DIRECTIONS: Give the data below again exactly as written, but without the pictures.

DATA FOR THE TASK Block Start

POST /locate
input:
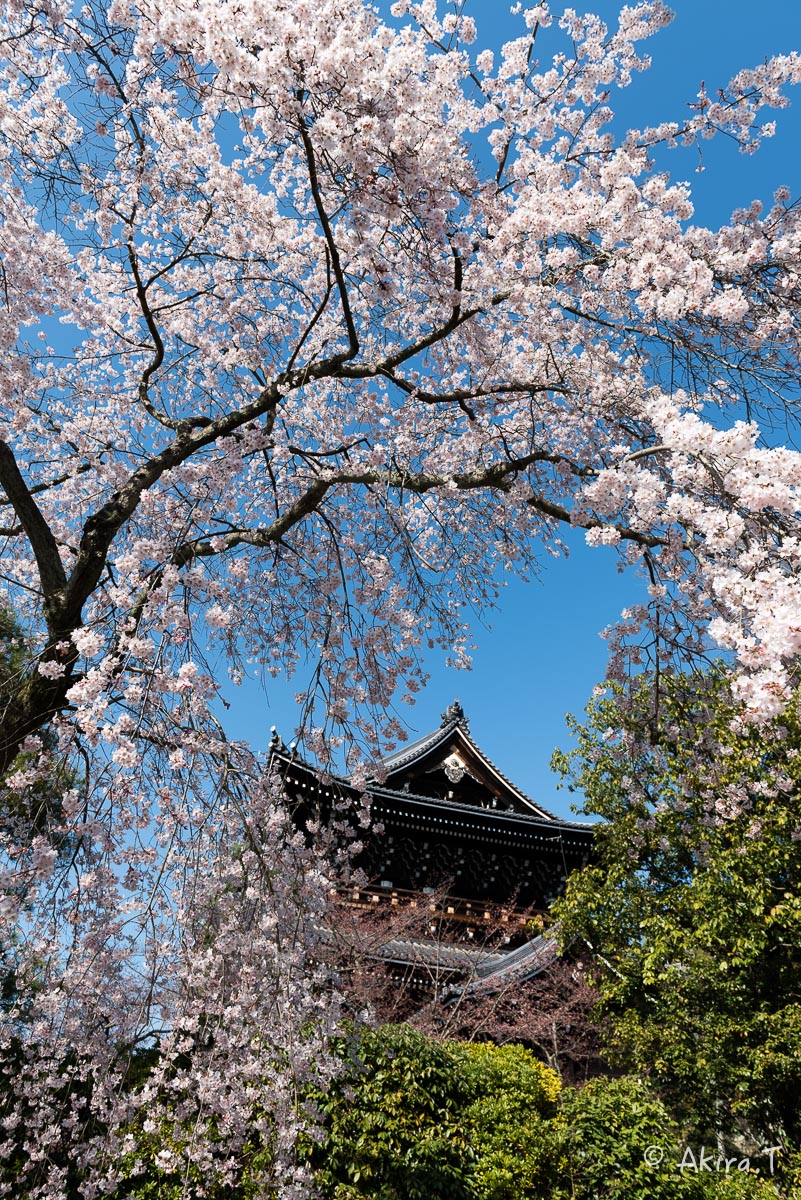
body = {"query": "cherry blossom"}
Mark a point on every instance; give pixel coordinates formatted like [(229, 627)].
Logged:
[(314, 325)]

DATA FOR THE TASK Block End

EXERCISE RESULT:
POST /locate
input:
body = {"query": "cherry blossom"}
Mark a point on every instance; give pixel coordinates formatted like [(229, 627)].
Logged:
[(314, 325)]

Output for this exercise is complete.